1. HABERLER

  2. KÜLTÜR SANAT

  3. İslamcılığın ezgilerle yükselen coğrafya bilinci
İslamcılığın ezgilerle yükselen coğrafya bilinci

İslamcılığın ezgilerle yükselen coğrafya bilinci

Vejdi Bilgin, İslamcılık içerisinde üretilen marş ve ezgilerin siyasal ve fikirsel yansımalarını inceliyor.

28 Ekim 2022 Cuma 19:30A+A-

Vejdi Bilgin / İnsicam Dergisi

“Kan kokusunda Beyrut’un”: Marş ve ezgilerden yükselen coğrafya bilinci

1987’de Ömer Karaoğlu ve arkadaşları tarafından çıkarılan ilk müstakil marş albümü Gün Batıdan Doğmadan’da “Kaktüsü koklayan ben kan kokusunda Beyrut’un/ Kardeşimin gözlerinde ölümün sıcaklığını hisseden” sözleri yankılanır. “Yeryüzü bana mescit kılındı” dizesiyle başlayan bir başka marşta ise Azerbaycan, Kudüs, Arabistan, Türkistan, Cezayir, Senegal’in isimleri geçer. “Bir türkü işliyor nakşını kalbimin üstüne/ Bir ucundan dünyanın öbür ucuna” denilir sözlerin arasında. Türkülerimizde Anadolu dışında Rumeli’nin, Bağdat’ın, Yemen’in isimleri geçse de Beyrut, Cezayir, Senegal toplumsal hafızamıza artık çok yabancıdır. Öyleyse bu sözlerin ne gibi bir anlamı olabilir?

_Sağlanan malzeme_.
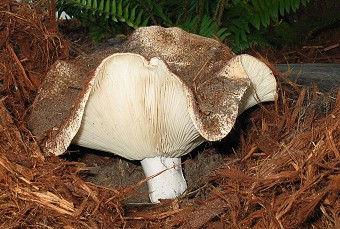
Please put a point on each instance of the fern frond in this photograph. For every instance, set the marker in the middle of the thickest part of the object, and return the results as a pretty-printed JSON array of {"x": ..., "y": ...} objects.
[{"x": 105, "y": 10}]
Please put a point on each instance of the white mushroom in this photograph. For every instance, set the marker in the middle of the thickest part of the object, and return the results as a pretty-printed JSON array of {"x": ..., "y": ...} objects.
[
  {"x": 165, "y": 93},
  {"x": 138, "y": 109}
]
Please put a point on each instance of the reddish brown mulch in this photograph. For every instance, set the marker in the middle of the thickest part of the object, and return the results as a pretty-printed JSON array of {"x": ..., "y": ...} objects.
[{"x": 284, "y": 174}]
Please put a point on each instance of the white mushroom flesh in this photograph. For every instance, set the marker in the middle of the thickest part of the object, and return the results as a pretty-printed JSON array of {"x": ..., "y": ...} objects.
[
  {"x": 263, "y": 83},
  {"x": 137, "y": 109},
  {"x": 168, "y": 182}
]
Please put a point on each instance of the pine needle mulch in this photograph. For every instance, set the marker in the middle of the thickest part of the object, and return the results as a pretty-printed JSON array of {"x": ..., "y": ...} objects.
[{"x": 284, "y": 174}]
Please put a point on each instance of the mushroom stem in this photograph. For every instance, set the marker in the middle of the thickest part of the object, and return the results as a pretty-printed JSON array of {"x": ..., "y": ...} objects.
[{"x": 168, "y": 184}]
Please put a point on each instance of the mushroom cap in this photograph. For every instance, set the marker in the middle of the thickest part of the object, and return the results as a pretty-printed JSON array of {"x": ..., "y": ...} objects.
[
  {"x": 137, "y": 109},
  {"x": 200, "y": 79}
]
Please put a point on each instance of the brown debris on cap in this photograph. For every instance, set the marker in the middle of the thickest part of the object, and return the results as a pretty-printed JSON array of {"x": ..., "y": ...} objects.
[
  {"x": 212, "y": 76},
  {"x": 214, "y": 92},
  {"x": 59, "y": 105}
]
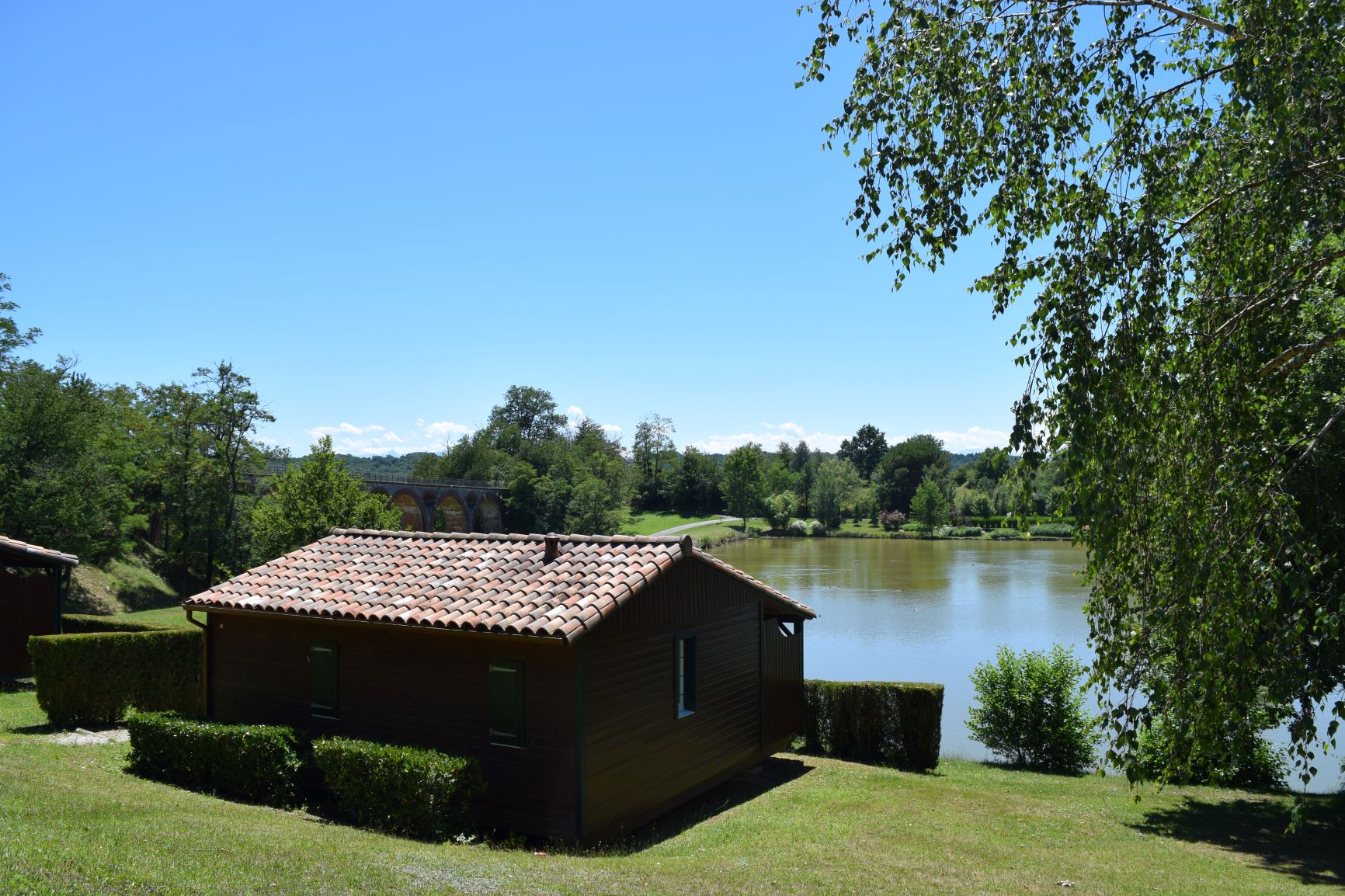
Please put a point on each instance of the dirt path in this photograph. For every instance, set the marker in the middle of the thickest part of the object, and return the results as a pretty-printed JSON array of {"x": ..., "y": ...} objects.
[{"x": 718, "y": 521}]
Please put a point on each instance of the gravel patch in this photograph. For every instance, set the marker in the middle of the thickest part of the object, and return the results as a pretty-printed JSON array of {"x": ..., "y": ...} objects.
[{"x": 84, "y": 738}]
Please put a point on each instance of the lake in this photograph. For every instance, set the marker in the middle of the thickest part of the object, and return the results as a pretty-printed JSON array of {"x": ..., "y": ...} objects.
[{"x": 908, "y": 609}]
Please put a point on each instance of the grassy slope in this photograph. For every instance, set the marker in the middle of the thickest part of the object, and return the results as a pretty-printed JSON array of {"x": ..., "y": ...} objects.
[
  {"x": 163, "y": 616},
  {"x": 71, "y": 821},
  {"x": 650, "y": 523},
  {"x": 119, "y": 585}
]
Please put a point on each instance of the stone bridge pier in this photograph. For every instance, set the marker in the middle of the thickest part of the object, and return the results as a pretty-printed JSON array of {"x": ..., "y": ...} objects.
[{"x": 429, "y": 506}]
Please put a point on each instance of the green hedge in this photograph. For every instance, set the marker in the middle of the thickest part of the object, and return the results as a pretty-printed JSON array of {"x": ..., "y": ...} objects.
[
  {"x": 93, "y": 679},
  {"x": 895, "y": 723},
  {"x": 1052, "y": 530},
  {"x": 81, "y": 624},
  {"x": 255, "y": 763},
  {"x": 402, "y": 790}
]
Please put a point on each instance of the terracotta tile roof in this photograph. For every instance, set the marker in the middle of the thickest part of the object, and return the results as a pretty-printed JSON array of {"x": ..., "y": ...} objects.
[
  {"x": 470, "y": 582},
  {"x": 23, "y": 550}
]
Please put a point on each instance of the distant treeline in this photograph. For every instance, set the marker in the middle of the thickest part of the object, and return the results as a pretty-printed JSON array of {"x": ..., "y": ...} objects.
[{"x": 97, "y": 470}]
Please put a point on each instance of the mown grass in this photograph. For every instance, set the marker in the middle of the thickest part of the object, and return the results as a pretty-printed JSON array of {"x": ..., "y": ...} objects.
[
  {"x": 163, "y": 616},
  {"x": 73, "y": 821},
  {"x": 119, "y": 585},
  {"x": 652, "y": 523}
]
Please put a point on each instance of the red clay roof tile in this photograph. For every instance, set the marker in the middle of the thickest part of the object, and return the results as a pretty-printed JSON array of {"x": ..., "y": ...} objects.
[
  {"x": 23, "y": 550},
  {"x": 467, "y": 582}
]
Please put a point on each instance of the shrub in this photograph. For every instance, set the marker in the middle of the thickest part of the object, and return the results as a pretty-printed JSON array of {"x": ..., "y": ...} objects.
[
  {"x": 1032, "y": 710},
  {"x": 402, "y": 790},
  {"x": 96, "y": 679},
  {"x": 255, "y": 763},
  {"x": 892, "y": 519},
  {"x": 878, "y": 721},
  {"x": 1246, "y": 758},
  {"x": 81, "y": 624}
]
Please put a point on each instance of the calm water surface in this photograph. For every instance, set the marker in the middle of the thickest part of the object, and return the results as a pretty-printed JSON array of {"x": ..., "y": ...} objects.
[{"x": 905, "y": 609}]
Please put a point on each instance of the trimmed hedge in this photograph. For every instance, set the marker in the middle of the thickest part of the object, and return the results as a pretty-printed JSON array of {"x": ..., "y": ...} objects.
[
  {"x": 401, "y": 790},
  {"x": 253, "y": 763},
  {"x": 895, "y": 723},
  {"x": 95, "y": 679},
  {"x": 82, "y": 624}
]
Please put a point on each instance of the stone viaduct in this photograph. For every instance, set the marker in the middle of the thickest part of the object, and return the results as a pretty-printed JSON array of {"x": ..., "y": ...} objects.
[
  {"x": 433, "y": 505},
  {"x": 443, "y": 505}
]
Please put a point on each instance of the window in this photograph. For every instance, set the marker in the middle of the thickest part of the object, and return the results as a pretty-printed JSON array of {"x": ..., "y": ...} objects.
[
  {"x": 685, "y": 674},
  {"x": 507, "y": 703},
  {"x": 323, "y": 661}
]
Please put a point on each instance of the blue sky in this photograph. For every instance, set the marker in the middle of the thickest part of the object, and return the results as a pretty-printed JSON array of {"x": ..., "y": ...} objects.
[{"x": 388, "y": 214}]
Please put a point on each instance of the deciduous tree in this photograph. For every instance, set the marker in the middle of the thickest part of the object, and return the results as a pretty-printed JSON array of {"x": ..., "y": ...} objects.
[
  {"x": 310, "y": 499},
  {"x": 1165, "y": 183},
  {"x": 744, "y": 482}
]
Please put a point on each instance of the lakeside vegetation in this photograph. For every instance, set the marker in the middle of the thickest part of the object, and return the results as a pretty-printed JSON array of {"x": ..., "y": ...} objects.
[{"x": 71, "y": 820}]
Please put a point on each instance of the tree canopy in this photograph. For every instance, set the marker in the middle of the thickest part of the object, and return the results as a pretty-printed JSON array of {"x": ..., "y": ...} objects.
[
  {"x": 865, "y": 450},
  {"x": 308, "y": 501},
  {"x": 1165, "y": 185}
]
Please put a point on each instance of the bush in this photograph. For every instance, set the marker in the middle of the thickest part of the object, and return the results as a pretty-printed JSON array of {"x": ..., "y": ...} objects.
[
  {"x": 1246, "y": 759},
  {"x": 255, "y": 763},
  {"x": 402, "y": 790},
  {"x": 93, "y": 679},
  {"x": 878, "y": 721},
  {"x": 81, "y": 624},
  {"x": 892, "y": 519},
  {"x": 1032, "y": 710}
]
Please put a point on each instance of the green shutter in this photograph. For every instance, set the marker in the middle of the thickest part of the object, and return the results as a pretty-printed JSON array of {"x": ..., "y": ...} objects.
[
  {"x": 685, "y": 673},
  {"x": 507, "y": 703},
  {"x": 325, "y": 662}
]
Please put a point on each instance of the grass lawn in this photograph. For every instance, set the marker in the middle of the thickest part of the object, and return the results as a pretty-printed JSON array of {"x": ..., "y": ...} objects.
[
  {"x": 162, "y": 616},
  {"x": 71, "y": 821},
  {"x": 650, "y": 523},
  {"x": 863, "y": 528}
]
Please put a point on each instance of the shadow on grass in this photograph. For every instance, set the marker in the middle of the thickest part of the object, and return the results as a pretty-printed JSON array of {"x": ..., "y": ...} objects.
[
  {"x": 740, "y": 789},
  {"x": 1256, "y": 828}
]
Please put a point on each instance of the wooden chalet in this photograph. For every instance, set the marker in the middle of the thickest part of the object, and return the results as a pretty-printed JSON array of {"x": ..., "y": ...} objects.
[
  {"x": 33, "y": 585},
  {"x": 600, "y": 681}
]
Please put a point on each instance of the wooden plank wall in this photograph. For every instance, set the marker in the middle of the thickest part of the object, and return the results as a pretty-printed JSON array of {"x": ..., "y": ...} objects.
[
  {"x": 415, "y": 686},
  {"x": 639, "y": 758},
  {"x": 27, "y": 607},
  {"x": 783, "y": 682}
]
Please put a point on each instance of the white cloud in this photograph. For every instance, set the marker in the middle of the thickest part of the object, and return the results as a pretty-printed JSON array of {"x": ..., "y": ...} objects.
[
  {"x": 441, "y": 429},
  {"x": 968, "y": 440},
  {"x": 768, "y": 440},
  {"x": 377, "y": 439}
]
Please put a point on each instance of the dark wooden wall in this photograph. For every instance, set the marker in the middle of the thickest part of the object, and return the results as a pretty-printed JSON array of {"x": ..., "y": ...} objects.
[
  {"x": 27, "y": 607},
  {"x": 783, "y": 682},
  {"x": 416, "y": 686},
  {"x": 639, "y": 758}
]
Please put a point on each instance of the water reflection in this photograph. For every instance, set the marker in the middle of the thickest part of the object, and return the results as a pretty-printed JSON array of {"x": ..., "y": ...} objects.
[{"x": 904, "y": 609}]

_Verilen görev 1_. Marşlardaki coğrafya bilinci üzerine yazıda geçen şu cümleyi İngilizceye çevirin: “Türkülerimizde Anadolu dışında Rumeli’nin, Bağdat’ın, Yemen’in isimleri geçse de Beyrut, Cezayir, Senegal toplumsal hafızamıza artık çok yabancıdır.”
_Verilen görev 2_. Marşlardaki coğrafya bilinci üzerine yazıyı kaldığı yerden sürdürün.
Malzemeye başvurmak gerekmez.

_Alıştırma sonucu 1_. Although the names of Rumelia, Baghdad and Yemen appear in our folk songs alongside Anatolia, Beirut, Algeria and Senegal are now very foreign to our collective memory.

_Alıştırma sonucu 2_.
Bu soruyu cevaplayabilmek için ezgi ve marşların düşünsel ve edebî kökenine inmek gerekir. Bugün daha çok “ezgi” orak nitelendirilen çalışmaların öncüsü 1970’te Milli Nizam Partisi’nin mitinglerinde söylenen, sözleri Abdürrahim Karakoç’a ait olan “Hak Yol İslâm Yazacağız” nakaratıyla meşhur marştır. 1980’lerde Yıldırım Gürses, Arif Nihat Asya’nın “Fetih Marşı” isimli şiirini mehter marşı formunda besteledi. İran İslâm Devrimi’nin propaganda marşları da 80’lerde Türkiye’de biliniyordu. Ancak bugün anladığımız manada marş ve ezgilerin başlangıcı 1986’da Zaman Yayıncılığın Mute Destanı ismiyle çıkardığı bant tiyatrosuna dayanır. Bu albümde bağlama eşliğinde icra edilen üç marş da yer almıştır. Bunu diğer bant tiyatroları ve müstakil marş albümleri takip etti. Bu eserlere diğer bazı araştırmacılar gibi “protest dinî müzik” denilebileceği kanaatindeyiz.[1]

Marş ve ezgiler üzerine pek çok lisansüstü tez yapıldı, yazılar kaleme alındı. Ancak sözleri hamasi, müzik formu köksüz ve basit bulundu, “yeşil pop” olarak nitelendirilerek tahfif edildi. Marş ve ezgilerin müzik açısından değerlendirilmesi bu yazının ilgi alanı dışındadır, ancak bu müziğin düşünsel ve edebî alt yapısının yeterince irdelenmediği açıktır.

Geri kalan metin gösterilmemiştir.